**EXTRAIT DE PAGE**.

Et c'est de là que vient l'émotion du professeur à la fin du film...
Oui, parce que c'est la fin de l'année scolaire mais c'est aussi le départ des grands pour le collège qu'il a eu depuis l'âge de trois ans, qu'il connaît bien... Et c'est peut être aussi la fin du film, le dernier jour de tournage. Nous avons vécu et partagé une forme d'aventure ensemble. Nous avons passé dix semaines dans cette classe, Nous y étions bien, nous avons beaucoup parlé. C'était chaleureux, et tout cela reste dans les esprits...
Vous avez montré le film aux enfants et au professeur ?
Bien sûr. Les enfants, les parents, l'instituteur, les gens du village ont été les tous premiers à voir le film. Ils l'ont très bien accueilli mais c'est difficile de se voir au début. D'ailleurs, les premières remarques des enfants autour du film portaient toujours sur les autres. Personne ne parlait de soi. Spontanément, les enfants parlent des autres... Et puis le film a été présenté à Cannes, et nous avons invité les enfants et le maître, pour la montée des marches. C'était un grand moment d'émotion. Le lendemain, c'était peut être encore plus beau : comme il faisait très chaud, nous avons emmené les enfants à la mer, et pour la moitié d'entre eux ils n'avaient jamais vu l'océan. Pour la plupart d'entre eux, ça reste le plus beau souvenir...
Le bon accueil réservé au film par la presse, c'est du bonheur pour vous ?
Bien entendu, parce que l'accueil est très chaleureux. Ca me réconforte sur l'idée qu'on peut faire du cinéma à partir de petites choses, apparemment banales, qui ne sont pas du côté du cinéma le plus spectaculaire, et qu'on peut toucher les gens à partir de ces petits riens de la vie.

**Enregistrements tirés d'une collection**.
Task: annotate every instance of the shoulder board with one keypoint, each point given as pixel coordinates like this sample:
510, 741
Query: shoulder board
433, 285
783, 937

**TRAVAIL À FAIRE**.
A: Dans l'entretien, combien de semaines l'équipe a-t-elle passées dans la classe ?
B: Recopiez à l'identique toutes les lignes de la liste, de la consigne jusqu'aux dernières coordonnées.

**RÉPONSES PAR TÂCHE**.
A: Dix semaines.

B:
Task: annotate every instance of the shoulder board with one keypoint, each point given as pixel coordinates like this sample:
510, 741
Query: shoulder board
433, 285
783, 937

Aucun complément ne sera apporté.